EXCERPTED DATA:

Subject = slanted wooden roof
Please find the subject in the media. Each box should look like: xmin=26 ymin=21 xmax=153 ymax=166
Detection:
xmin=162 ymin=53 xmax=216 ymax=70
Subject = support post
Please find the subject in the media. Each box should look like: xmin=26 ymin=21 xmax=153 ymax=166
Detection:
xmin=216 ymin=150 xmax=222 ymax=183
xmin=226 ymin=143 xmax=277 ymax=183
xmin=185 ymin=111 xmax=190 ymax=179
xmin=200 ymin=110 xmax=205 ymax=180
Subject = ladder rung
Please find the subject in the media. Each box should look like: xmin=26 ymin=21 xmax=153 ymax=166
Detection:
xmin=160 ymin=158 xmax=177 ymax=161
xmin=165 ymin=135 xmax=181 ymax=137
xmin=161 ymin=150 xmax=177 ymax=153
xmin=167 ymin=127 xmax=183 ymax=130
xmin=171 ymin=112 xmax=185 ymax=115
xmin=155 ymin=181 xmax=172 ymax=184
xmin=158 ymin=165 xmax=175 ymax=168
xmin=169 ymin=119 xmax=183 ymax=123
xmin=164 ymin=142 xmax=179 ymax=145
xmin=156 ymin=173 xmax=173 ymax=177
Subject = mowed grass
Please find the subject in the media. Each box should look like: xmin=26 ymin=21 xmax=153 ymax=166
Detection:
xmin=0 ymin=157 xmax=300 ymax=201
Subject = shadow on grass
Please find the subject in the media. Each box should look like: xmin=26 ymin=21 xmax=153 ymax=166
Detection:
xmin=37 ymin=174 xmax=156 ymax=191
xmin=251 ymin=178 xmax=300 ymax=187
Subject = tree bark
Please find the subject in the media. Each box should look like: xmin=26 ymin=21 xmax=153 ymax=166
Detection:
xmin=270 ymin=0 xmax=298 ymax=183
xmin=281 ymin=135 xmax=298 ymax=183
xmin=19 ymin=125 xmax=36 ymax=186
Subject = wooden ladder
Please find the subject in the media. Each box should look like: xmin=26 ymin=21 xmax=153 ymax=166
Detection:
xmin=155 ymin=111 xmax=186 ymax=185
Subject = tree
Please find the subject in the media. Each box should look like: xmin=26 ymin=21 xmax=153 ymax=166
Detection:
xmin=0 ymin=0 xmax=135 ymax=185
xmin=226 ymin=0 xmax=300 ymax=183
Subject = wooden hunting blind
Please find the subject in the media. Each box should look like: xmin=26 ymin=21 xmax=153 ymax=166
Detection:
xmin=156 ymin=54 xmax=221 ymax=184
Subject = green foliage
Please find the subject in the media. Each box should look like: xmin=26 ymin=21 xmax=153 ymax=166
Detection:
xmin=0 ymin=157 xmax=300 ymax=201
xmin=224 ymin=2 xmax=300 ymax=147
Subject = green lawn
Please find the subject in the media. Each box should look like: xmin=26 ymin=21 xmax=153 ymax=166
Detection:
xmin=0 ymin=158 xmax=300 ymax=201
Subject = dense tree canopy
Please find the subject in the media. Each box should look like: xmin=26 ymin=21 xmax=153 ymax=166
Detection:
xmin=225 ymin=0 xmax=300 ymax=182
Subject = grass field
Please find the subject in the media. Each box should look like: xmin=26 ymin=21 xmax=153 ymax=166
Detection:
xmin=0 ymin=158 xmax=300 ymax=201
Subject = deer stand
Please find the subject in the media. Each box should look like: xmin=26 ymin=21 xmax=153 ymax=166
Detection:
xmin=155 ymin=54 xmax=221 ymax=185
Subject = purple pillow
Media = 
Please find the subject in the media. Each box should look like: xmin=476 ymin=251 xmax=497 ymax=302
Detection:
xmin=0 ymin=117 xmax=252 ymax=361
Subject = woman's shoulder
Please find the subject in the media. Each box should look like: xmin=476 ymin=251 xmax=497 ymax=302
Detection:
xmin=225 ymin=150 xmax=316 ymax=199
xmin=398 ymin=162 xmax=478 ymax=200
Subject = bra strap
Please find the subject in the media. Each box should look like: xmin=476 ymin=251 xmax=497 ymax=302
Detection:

TASK DIRECTIONS:
Reproduce the records above without any change, from their very first line down to and including the line that contains "xmin=155 ymin=111 xmax=186 ymax=185".

ANSWER FOR THE TASK:
Subject = slanted wooden roof
Please find the subject in the media. Each box should look like: xmin=26 ymin=21 xmax=153 ymax=166
Detection:
xmin=162 ymin=53 xmax=216 ymax=70
Subject = support post
Please find the subject in the media. Each box should look like: xmin=26 ymin=21 xmax=153 ymax=166
Detection:
xmin=216 ymin=150 xmax=222 ymax=183
xmin=226 ymin=143 xmax=277 ymax=183
xmin=185 ymin=111 xmax=190 ymax=179
xmin=200 ymin=110 xmax=205 ymax=180
Subject = ladder rung
Please find the subject in the media. Each box should look like: xmin=26 ymin=21 xmax=153 ymax=166
Detection:
xmin=160 ymin=158 xmax=177 ymax=161
xmin=165 ymin=135 xmax=181 ymax=137
xmin=161 ymin=150 xmax=177 ymax=153
xmin=167 ymin=127 xmax=183 ymax=130
xmin=171 ymin=112 xmax=185 ymax=115
xmin=155 ymin=181 xmax=172 ymax=184
xmin=158 ymin=165 xmax=175 ymax=168
xmin=169 ymin=119 xmax=183 ymax=123
xmin=164 ymin=142 xmax=179 ymax=145
xmin=156 ymin=173 xmax=173 ymax=177
Subject = mowed grass
Please find the subject in the media. Each box should look like: xmin=26 ymin=21 xmax=153 ymax=166
Detection:
xmin=0 ymin=157 xmax=300 ymax=201
Subject = shadow on grass
Please find the subject in the media. Each box should look like: xmin=26 ymin=21 xmax=153 ymax=166
Detection:
xmin=37 ymin=174 xmax=156 ymax=191
xmin=251 ymin=178 xmax=300 ymax=187
Subject = tree bark
Please find the subject in the media. Each box should look like: xmin=26 ymin=21 xmax=153 ymax=166
Detection:
xmin=270 ymin=0 xmax=298 ymax=183
xmin=281 ymin=135 xmax=298 ymax=183
xmin=19 ymin=125 xmax=36 ymax=186
Subject = wooden ladder
Please find the subject in the media. Each box should look like: xmin=26 ymin=21 xmax=153 ymax=166
Detection:
xmin=155 ymin=111 xmax=186 ymax=185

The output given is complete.